# PAGE TEXT
Is there really such a thing as a pathological liar? If so, why does one become one?
Illustration by Slug Signorino
Why not? Looking at Washington on the one hand and the OJ trial on the other, you’ve got to figure it gives you a lot of career options. The term is, however, somewhat imprecise. The best definition was put forth 50 years ago by L. S. Selling: “a person having a constellation of symptoms … characterized psychopathologically by a very definite tendency to tell untruths about matters which perhaps could be easily verified and which untruths may serve no obvious purpose.” This enables us to distinguish a pathological liar from, say, a lawyer, whose distortions of the truth are easily detected by anybody not serving on the jury but which do serve the obvious purpose of getting his murdering slime of a client off. More generally, we may say that John, the adulterous husband played by Peter Gallagher in the movie sex, lies and videotape, is not a pathological liar because his deceptions serve the obvious purpose of enabling him to get laid. Thus we see that habitual liars are of two kinds: on the one hand, pathological liars, who are pathetic losers, and on the other hand skilled liars, who constitute the national ruling class.

# EXTRACTED INFORMATION
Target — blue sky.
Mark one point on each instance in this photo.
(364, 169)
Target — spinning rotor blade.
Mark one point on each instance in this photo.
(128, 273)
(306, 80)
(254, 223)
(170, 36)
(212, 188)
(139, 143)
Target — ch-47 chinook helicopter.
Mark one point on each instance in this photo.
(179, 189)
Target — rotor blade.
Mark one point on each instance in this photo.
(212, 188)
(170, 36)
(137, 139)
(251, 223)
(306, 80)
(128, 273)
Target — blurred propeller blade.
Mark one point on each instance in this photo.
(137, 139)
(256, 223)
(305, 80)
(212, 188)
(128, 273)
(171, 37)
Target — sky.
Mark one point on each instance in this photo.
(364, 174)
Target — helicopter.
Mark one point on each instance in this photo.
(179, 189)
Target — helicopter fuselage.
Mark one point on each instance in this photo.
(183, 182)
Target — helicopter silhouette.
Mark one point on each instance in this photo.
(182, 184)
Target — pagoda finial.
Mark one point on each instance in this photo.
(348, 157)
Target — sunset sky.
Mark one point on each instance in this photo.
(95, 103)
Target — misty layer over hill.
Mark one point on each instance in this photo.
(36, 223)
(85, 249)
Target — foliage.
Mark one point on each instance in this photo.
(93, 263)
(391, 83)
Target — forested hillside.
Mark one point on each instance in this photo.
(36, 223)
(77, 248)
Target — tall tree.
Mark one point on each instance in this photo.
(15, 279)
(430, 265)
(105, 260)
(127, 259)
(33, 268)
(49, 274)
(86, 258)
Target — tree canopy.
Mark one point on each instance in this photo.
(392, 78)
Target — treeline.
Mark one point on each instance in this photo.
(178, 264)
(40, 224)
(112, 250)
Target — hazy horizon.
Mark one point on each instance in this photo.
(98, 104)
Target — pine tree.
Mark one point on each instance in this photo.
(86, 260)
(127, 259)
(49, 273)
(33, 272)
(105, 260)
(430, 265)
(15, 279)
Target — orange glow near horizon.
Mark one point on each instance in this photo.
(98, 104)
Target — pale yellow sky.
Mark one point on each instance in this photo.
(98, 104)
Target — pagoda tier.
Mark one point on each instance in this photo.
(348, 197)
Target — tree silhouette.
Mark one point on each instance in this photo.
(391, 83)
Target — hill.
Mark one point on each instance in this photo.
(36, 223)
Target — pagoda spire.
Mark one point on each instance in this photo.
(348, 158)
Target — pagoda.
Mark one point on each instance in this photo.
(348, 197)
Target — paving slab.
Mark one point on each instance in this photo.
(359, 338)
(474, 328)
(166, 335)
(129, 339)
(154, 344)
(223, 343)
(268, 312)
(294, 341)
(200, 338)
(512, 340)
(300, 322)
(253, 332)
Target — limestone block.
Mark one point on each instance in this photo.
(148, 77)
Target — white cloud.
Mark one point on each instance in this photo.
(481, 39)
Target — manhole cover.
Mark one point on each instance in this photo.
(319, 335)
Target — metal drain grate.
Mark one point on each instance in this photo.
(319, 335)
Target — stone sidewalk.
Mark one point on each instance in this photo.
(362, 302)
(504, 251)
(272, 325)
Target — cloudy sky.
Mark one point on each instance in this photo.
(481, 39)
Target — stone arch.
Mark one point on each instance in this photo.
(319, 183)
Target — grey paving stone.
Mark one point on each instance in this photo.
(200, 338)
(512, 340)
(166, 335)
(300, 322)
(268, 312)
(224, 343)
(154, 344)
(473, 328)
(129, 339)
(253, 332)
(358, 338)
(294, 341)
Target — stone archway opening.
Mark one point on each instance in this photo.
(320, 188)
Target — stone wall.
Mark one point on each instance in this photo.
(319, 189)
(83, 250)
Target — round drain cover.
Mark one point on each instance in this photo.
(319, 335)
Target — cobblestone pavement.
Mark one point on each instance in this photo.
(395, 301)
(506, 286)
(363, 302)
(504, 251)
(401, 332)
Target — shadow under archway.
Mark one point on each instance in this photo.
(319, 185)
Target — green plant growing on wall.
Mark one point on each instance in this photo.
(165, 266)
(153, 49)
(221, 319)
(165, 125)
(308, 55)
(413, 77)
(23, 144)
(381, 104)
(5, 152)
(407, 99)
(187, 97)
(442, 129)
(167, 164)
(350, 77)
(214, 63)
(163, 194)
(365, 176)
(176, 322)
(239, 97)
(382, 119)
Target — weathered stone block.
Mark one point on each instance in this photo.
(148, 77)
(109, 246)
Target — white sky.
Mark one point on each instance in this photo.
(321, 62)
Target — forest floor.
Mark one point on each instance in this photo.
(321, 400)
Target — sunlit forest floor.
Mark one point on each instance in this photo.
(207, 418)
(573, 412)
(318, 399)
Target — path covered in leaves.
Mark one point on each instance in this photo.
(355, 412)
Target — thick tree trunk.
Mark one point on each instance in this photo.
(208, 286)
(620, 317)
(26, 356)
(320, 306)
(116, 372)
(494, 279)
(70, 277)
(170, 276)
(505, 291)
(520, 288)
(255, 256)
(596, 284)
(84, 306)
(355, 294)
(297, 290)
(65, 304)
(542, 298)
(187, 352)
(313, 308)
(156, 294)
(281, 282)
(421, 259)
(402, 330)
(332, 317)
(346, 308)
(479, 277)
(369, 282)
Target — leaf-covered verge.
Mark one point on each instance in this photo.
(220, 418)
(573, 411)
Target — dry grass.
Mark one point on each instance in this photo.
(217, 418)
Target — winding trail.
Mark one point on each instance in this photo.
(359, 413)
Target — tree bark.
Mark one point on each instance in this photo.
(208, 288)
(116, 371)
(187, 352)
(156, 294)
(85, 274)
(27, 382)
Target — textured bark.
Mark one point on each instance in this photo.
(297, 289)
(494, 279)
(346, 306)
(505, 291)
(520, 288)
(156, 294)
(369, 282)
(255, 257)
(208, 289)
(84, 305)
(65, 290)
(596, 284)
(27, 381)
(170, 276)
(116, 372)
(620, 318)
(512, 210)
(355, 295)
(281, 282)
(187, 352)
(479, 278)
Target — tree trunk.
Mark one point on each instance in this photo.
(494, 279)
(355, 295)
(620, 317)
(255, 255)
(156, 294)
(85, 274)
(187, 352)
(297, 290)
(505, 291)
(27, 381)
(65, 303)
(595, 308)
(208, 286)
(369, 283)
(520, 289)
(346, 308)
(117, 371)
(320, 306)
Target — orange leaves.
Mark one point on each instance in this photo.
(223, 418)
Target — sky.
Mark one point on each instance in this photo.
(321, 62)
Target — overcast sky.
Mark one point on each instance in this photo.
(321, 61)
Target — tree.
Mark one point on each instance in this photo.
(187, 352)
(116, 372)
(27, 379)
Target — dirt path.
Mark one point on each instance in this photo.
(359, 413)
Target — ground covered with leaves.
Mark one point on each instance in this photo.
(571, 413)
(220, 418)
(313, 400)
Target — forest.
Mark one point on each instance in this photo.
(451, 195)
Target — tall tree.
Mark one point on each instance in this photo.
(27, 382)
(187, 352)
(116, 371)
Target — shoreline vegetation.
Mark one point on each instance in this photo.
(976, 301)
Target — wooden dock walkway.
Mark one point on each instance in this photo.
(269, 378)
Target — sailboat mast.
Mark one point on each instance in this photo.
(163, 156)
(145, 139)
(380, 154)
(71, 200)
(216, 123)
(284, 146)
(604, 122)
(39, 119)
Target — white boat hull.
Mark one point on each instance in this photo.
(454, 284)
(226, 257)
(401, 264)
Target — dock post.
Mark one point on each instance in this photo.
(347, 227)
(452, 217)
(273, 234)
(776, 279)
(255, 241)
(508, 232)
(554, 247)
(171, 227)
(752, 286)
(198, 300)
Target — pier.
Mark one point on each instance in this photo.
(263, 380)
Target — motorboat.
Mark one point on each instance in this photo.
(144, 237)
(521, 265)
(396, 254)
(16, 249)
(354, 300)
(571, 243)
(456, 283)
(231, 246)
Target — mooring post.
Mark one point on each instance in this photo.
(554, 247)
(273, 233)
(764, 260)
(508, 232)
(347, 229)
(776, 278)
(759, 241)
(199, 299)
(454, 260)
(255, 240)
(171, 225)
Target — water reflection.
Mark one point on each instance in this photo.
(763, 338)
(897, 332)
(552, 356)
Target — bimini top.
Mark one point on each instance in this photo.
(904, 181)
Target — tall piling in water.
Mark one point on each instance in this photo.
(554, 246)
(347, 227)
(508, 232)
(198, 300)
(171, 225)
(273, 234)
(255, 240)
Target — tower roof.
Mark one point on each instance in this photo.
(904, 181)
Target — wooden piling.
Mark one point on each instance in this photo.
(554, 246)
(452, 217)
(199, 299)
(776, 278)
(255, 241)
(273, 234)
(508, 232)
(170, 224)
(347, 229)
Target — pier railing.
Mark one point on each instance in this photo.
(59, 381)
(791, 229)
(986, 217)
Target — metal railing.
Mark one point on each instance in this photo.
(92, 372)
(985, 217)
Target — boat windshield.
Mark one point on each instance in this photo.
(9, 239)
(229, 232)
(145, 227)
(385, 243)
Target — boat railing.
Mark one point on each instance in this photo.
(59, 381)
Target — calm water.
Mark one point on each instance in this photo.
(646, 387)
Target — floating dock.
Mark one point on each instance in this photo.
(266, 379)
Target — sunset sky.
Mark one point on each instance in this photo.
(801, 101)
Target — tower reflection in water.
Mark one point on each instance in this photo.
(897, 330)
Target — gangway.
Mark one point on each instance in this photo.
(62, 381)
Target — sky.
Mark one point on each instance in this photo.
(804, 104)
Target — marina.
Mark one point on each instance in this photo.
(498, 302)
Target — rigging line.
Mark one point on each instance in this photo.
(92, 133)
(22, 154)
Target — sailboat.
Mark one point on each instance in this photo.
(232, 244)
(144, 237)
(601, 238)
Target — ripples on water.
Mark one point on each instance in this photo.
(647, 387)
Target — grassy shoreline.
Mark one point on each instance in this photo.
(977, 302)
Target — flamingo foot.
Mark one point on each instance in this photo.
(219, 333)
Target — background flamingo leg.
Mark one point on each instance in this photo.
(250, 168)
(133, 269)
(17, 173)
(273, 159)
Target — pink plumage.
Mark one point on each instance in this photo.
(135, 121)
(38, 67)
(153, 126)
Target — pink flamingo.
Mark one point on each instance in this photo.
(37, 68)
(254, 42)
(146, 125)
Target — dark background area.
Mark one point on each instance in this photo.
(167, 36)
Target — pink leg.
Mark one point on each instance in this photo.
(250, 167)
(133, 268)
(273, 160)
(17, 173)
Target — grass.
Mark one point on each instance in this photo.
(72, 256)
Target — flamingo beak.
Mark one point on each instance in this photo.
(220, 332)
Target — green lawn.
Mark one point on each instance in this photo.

# EXERCISE SET
**1)** Answer these from the pathological liar piece, one line each:
(a) Who put forth the definition the piece calls the best, and how many years ago?
(b) Which actor played John in the movie the piece mentions?
(c) What are the two kinds of habitual liars the piece names?
**2)** Continue the pathological liar piece from where it stops.

# RESULTS FOR EACH TASK
**1)**
(a) L. S. Selling, 50 years ago.
(b) Peter Gallagher.
(c) Pathological liars, who are pathetic losers, and skilled liars, who constitute the national ruling class.

**2)**
What makes pathological liars lie is not well understood although it seems pretty clear there isn’t any single cause. Some people exhibit what’s known as “pseudologia fantastica,” in which they present wild yarns as fact. Again, skill is a factor — your journeyman fantasts can maybe swing a gig with the Weekly World News, while those who really have the gift can try the Washington Post. On the other hand, if your lying is so inept that you don’t qualify even for journalism … well, there’s always broadcasting. I have a report, for example, of a “35-year-old right-handed Caucasian male” — that’s enough to put you on your guard right there — who suffered from “pathological lying associated with thalamic dysfunction.” Due apparently to a brain impairment he had a ten-year history of repeated lying about everything from his personal finances to where he’d put the Kleenex. Years ago he’d have wound up in the gutter but today, thank God, he can be a guest on Jerry Springer.
Not all cases of pathological lying are associated with a neurological disorder. Psychologists also blame such conditions as “superego lacunae” or “a need for the patient to produce narcissistic gratification.” I love the word “lacunae,” and because I love it I can say for a fact that anyone using it has no concept whatsoever. Seems clear enough to me that some people lie because they profit from it, some fib because they’re sick, and some do it because they’re lying sacks of sh*t.